Written problem: Print the listing as it stands, omitting all images.

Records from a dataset
────────────────────

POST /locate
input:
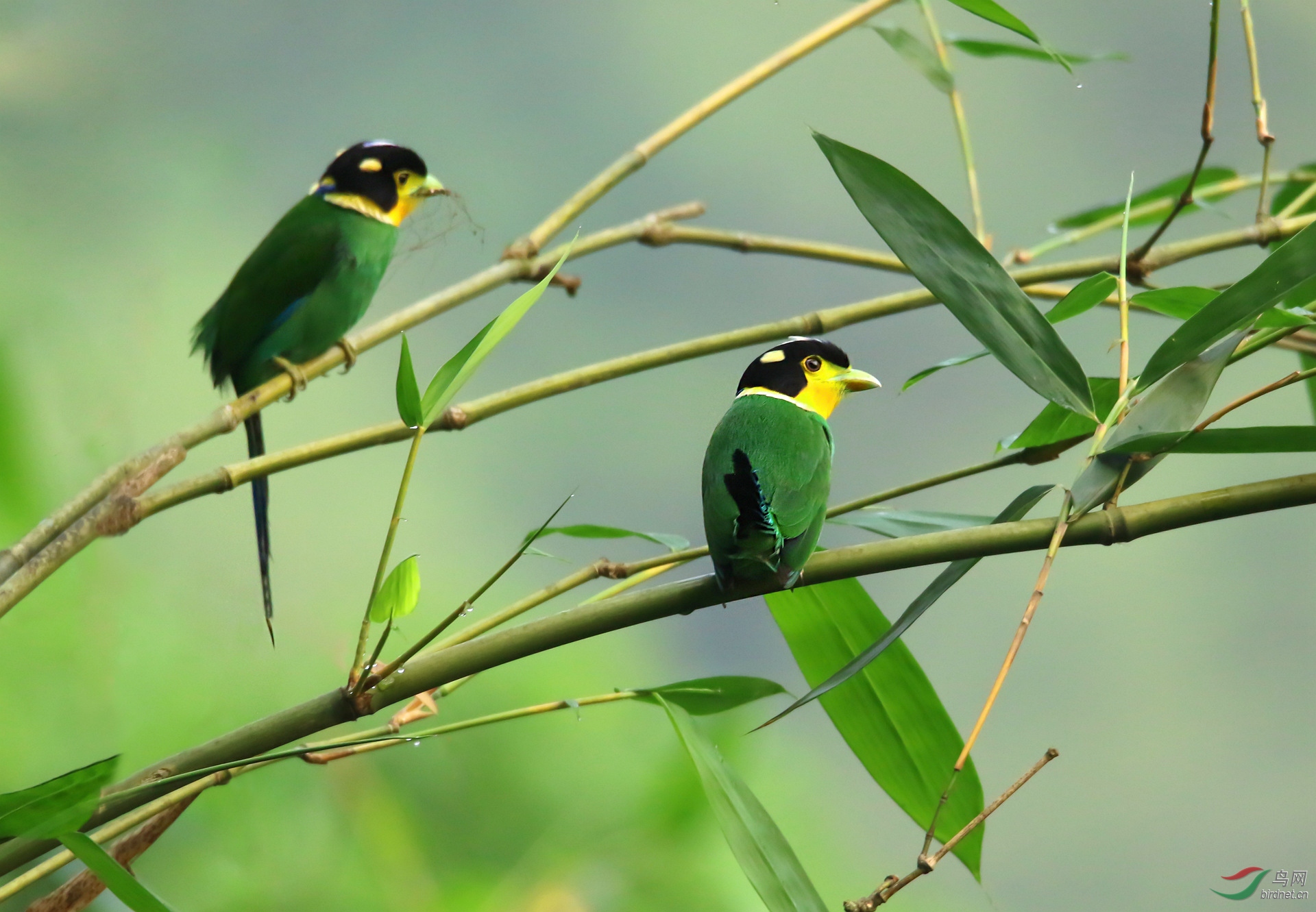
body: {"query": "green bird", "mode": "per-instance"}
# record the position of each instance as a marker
(306, 284)
(768, 470)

────────────────────

Exercise response:
POST /locate
input:
body: {"query": "green bird", "mode": "per-instance"}
# record the position of each instance as a marker
(306, 284)
(768, 470)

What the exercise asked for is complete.